One of the most common obsessions of the modern world is the revolution of the everyday object, those things that surround us at all times that we use and then get rid of, without imagining for a second a life without them. We live surrounded by things, from the plates and glasses we use for eating, to the computer and pens we work with...our lives would be impossible without them; they are creations made exclusively to serve us. They make up our everyday surroundings. But these small and at times insignificant things define us; they say something about who we are, forming elements of our personality. We present ourselves to the world and live through them.

Objects live a parallel existence beyond us. They make up a collective memory and their abundance or scarcity defines part of our freedom. Archaeological remains, historical documents, evidence of a crime, fragments of a love story, these small things can mean a moment of happiness or cause us eternal angst. The existence and use of objects, be they incongruous, mysterious, anonymous, fantastic or absurd, mark the difference between the everyday and the exotic, normality and what’s strange. Present in the history of art, always discrete and in the background, 0the objects observe us, creating an uneasy atmosphere which often goes unnoticed as we are so used to it. Current art has unquestionably turned objects into the protagonists of artworks, making the background surroundings jump to the foreground.

Stored records -
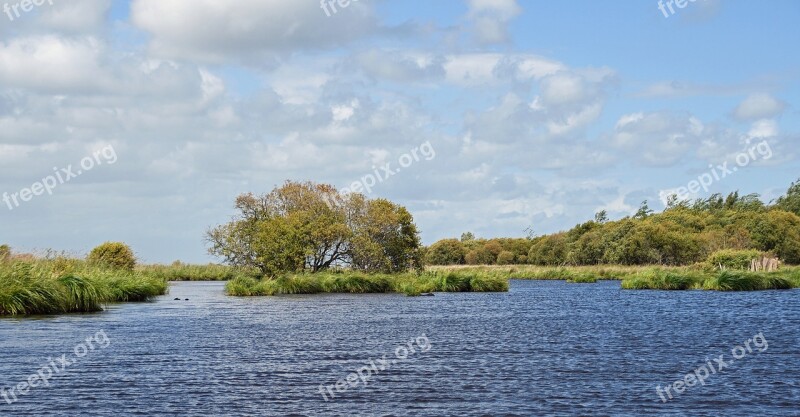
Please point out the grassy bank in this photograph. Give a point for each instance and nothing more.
(357, 283)
(186, 272)
(57, 286)
(647, 277)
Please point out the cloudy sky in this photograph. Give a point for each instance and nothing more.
(540, 113)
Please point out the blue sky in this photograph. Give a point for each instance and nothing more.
(541, 113)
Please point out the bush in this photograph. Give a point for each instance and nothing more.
(113, 255)
(732, 259)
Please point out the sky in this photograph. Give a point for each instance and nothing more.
(142, 120)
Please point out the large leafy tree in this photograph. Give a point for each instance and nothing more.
(308, 226)
(791, 201)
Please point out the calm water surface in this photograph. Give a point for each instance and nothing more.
(544, 348)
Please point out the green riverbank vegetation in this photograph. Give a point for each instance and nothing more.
(58, 284)
(702, 276)
(685, 233)
(307, 238)
(409, 283)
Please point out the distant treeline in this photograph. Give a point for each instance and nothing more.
(686, 232)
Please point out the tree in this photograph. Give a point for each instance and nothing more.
(601, 217)
(385, 239)
(505, 258)
(113, 255)
(643, 212)
(308, 226)
(791, 201)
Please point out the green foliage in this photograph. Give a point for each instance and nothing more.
(791, 201)
(684, 234)
(183, 272)
(549, 250)
(732, 259)
(360, 283)
(505, 258)
(311, 227)
(115, 255)
(746, 281)
(60, 285)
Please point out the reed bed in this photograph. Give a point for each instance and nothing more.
(358, 283)
(187, 272)
(694, 277)
(57, 286)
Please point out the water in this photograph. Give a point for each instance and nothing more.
(544, 348)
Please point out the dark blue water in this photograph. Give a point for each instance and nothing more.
(544, 348)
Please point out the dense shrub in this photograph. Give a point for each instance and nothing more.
(115, 255)
(505, 258)
(732, 259)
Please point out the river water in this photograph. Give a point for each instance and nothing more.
(543, 348)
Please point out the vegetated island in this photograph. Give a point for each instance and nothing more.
(306, 238)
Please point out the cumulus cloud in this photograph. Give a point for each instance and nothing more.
(490, 19)
(251, 31)
(758, 106)
(658, 138)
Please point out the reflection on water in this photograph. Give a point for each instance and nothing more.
(544, 348)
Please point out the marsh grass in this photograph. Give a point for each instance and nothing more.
(186, 272)
(646, 277)
(60, 285)
(359, 283)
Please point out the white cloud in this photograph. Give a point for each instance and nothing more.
(249, 31)
(490, 19)
(759, 106)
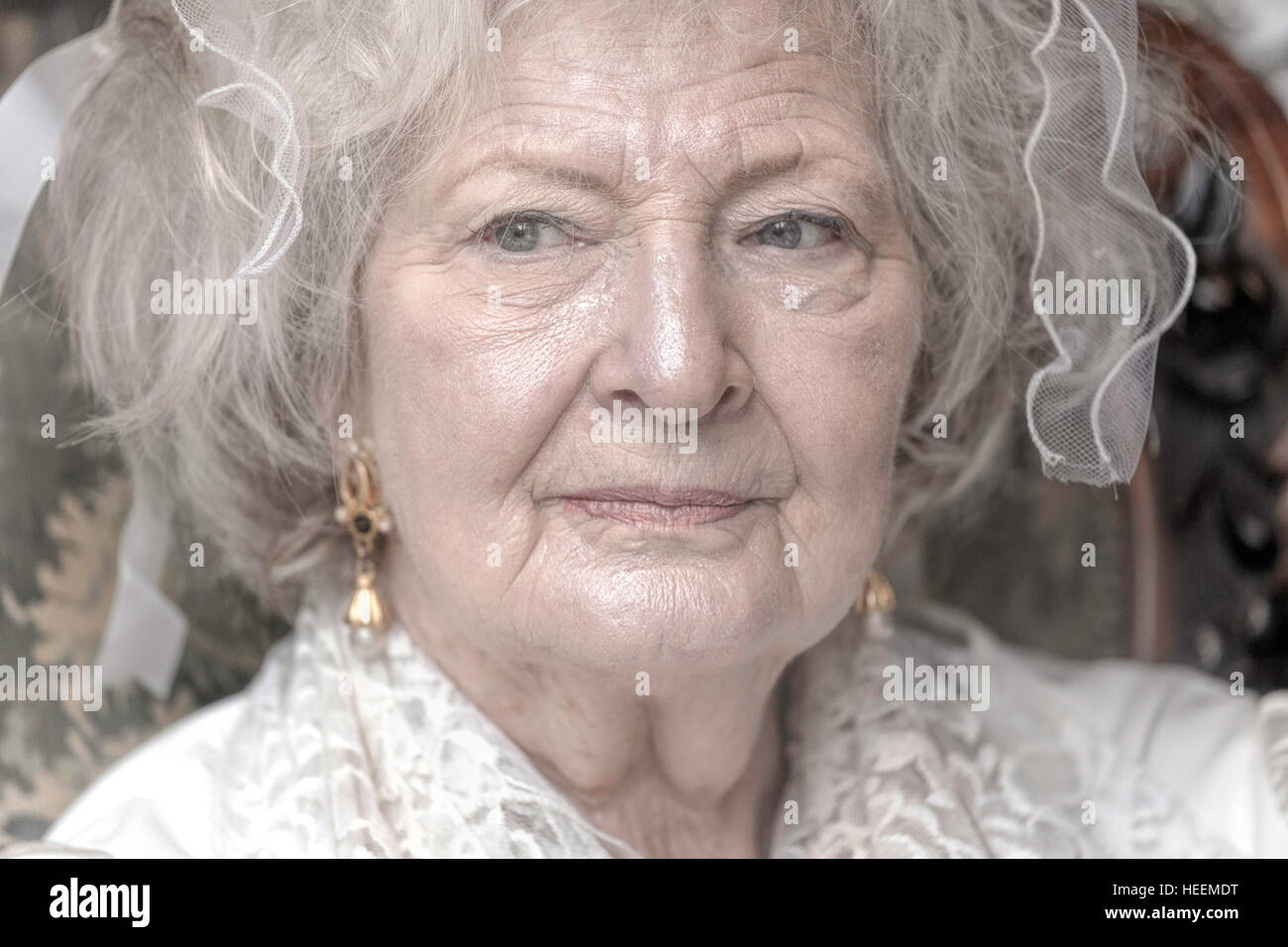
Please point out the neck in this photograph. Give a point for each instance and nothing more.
(692, 768)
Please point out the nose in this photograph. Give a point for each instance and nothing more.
(673, 343)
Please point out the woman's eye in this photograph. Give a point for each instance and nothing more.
(519, 234)
(797, 232)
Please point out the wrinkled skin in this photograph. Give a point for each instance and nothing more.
(754, 270)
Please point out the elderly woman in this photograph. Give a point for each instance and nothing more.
(579, 363)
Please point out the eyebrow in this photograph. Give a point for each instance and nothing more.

Problem set -
1. According to the passage on everyday objects, what has current art turned objects into?
2. Write the next paragraph of the passage on everyday objects, picking up after its final sentence.

Answers for this exercise -
1. Current art has turned objects into the protagonists of artworks.

2.
The central artist of EXIT #11 - Ordinary Things, William Eggleston (with a text by Thomas Weski) has built an everyday world which is recognisable from the details of common and unimportant looking objects taken from the lives of anonymous people from anywhere. But to illustrate the different ways in which current art represents the world of objects, we include five special portfolios: Silvia Gruner (text by Itala Schmelz), Chema Madoz (text by Fernando Castro Flórez), Takashi Yasumura (text by Martin Jaeggi), Cinthya Soto (Text by Cinthya Soto) and Peter Fischli & David Weiss (text by Rosa Olivares). Each of these five artists has a different approach in their relationship to the world of the everyday object, encompassing violence and obsession; solitude and detachment; irony; the impossibility of life balance; and the permanent deception of appearances.

The works of artists such as Gosbert Adler, Aziz+Cucher, Mira Bernabeu, Victoria Encinas, William Henry Fox Talbot, Alberto García-Alix, Claus Goedicke, Tim Head, André Kertész, Angel Marcos, Martin Parr, Irving Penn, Concha Prada, Bernhard Prinz, La Ribot, Olivier Richon, Iké Udé, Howard Ursuliak, Eulália Valldosera, Edward Weston and Christopher Williams, amongs others, complete this issue.